Records
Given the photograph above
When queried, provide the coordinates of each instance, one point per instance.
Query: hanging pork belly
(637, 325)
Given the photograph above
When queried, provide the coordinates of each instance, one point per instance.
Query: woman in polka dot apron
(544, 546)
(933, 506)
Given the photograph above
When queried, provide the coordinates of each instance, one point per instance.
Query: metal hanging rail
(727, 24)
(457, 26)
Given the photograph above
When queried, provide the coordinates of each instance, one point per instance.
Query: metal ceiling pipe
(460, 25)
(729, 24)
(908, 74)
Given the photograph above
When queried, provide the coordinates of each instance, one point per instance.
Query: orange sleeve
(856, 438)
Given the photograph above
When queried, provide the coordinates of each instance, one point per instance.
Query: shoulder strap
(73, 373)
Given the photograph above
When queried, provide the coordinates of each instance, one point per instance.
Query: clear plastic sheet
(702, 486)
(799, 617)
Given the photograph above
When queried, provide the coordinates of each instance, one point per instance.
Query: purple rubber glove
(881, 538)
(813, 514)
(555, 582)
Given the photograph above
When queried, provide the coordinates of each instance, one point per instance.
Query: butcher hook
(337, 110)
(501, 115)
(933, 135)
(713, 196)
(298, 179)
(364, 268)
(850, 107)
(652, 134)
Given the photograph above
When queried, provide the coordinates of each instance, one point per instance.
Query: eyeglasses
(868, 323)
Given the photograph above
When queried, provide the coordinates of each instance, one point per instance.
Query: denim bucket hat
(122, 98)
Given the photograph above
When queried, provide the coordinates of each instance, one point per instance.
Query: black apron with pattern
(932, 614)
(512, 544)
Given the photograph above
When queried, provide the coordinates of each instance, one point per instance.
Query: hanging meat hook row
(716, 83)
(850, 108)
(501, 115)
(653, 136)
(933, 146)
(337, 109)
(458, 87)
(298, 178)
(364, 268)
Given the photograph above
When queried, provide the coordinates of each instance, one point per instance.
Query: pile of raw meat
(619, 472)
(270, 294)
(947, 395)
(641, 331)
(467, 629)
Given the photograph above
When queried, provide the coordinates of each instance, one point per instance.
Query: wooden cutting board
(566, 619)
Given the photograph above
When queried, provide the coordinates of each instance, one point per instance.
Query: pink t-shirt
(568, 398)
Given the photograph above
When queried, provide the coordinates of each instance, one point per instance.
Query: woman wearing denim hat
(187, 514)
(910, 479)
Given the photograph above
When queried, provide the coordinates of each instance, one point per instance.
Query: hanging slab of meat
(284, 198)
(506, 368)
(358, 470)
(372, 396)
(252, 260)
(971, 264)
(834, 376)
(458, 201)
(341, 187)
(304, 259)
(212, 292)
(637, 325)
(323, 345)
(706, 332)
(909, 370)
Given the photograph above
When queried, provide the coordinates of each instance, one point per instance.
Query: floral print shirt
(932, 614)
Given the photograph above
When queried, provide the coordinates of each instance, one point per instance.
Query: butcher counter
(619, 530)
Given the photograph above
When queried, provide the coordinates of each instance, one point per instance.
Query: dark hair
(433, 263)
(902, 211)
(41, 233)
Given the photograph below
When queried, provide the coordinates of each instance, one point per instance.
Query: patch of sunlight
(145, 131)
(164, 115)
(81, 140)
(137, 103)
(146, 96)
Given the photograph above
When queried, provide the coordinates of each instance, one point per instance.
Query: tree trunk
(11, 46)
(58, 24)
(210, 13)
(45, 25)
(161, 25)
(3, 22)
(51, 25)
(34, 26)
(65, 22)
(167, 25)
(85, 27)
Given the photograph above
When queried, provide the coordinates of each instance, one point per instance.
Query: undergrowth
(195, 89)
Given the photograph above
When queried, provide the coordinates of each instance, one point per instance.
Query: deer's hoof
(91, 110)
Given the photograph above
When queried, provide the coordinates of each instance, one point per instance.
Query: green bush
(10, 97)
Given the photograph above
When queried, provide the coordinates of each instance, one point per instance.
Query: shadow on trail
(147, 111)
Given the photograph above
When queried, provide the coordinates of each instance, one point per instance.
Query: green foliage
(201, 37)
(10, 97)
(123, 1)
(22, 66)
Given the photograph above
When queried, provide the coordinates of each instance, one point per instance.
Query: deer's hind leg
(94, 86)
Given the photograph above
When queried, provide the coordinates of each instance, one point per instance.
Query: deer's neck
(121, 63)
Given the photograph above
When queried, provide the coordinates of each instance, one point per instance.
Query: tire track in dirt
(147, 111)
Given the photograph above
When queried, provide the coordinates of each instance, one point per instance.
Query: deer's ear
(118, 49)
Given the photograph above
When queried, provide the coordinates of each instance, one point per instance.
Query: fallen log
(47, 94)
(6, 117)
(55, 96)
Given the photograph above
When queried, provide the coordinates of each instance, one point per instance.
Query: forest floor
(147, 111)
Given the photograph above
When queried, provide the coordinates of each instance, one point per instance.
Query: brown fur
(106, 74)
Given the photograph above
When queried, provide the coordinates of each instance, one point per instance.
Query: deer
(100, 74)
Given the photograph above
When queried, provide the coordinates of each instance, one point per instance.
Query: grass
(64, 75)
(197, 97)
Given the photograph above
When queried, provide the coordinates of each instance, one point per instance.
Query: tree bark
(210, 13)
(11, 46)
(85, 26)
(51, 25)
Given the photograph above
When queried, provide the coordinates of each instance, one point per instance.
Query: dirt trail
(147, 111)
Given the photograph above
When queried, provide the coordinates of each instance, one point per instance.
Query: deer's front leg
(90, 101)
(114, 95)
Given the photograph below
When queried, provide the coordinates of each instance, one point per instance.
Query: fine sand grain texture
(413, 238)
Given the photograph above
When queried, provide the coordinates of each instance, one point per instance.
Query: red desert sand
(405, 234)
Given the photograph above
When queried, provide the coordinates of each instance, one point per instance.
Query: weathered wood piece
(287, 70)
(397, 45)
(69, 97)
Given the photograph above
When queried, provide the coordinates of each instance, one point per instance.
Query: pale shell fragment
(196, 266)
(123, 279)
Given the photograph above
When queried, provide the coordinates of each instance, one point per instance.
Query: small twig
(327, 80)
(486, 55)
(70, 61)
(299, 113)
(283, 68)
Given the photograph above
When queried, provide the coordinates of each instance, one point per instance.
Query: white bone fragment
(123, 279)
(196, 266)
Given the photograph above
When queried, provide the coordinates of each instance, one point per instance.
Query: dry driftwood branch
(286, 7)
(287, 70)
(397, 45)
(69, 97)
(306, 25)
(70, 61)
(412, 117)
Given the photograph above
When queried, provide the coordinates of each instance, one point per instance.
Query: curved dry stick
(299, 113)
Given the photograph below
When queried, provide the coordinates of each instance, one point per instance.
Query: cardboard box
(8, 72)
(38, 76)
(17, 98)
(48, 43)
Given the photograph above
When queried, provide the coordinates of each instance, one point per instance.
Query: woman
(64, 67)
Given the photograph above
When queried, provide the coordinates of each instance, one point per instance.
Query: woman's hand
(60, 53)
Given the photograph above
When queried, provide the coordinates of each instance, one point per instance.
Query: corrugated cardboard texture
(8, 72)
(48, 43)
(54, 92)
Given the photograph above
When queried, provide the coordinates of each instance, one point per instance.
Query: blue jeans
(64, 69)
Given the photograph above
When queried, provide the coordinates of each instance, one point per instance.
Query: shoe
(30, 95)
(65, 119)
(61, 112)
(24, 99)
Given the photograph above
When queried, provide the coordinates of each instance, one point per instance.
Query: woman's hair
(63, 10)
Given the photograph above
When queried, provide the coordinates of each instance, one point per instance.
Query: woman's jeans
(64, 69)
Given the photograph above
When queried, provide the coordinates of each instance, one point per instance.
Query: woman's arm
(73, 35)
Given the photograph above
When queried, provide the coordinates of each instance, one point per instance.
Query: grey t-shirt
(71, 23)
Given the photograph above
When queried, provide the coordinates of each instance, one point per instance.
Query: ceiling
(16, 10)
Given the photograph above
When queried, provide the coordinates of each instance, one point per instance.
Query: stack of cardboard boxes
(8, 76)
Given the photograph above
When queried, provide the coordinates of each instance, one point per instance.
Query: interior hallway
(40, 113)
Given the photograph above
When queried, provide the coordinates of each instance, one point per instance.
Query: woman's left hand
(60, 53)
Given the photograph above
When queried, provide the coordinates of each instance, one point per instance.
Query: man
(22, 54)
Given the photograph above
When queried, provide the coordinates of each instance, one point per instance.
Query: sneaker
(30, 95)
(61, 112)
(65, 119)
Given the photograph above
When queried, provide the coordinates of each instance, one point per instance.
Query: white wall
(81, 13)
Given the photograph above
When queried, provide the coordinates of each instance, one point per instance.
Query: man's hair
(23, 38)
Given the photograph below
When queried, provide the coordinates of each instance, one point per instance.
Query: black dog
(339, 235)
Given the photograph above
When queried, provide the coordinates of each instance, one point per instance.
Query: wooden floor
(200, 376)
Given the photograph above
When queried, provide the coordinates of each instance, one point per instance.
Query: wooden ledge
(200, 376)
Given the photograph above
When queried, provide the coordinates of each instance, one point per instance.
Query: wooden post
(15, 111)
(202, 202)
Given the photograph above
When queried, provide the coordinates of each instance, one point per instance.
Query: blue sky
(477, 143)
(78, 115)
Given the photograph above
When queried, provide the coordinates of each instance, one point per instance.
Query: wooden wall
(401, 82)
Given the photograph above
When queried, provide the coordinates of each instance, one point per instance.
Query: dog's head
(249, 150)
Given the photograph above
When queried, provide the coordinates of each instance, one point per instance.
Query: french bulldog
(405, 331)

Your task
Would you restate word for word every line from the one holding "Query: blue sky" to the end of the entries, both ends included?

Answer to this task
Query: blue sky
(477, 143)
(78, 115)
Given the photograph above
When queried, provide the coordinates of each instance, one point per instance.
Query: wooden wall
(401, 82)
Given the photograph above
When queried, provide the coordinates of each instance, one point per instance.
Query: dog's head
(249, 150)
Given the photograph above
When queried, provide the coordinates of each instance, one point per instance.
Query: french bulldog
(405, 331)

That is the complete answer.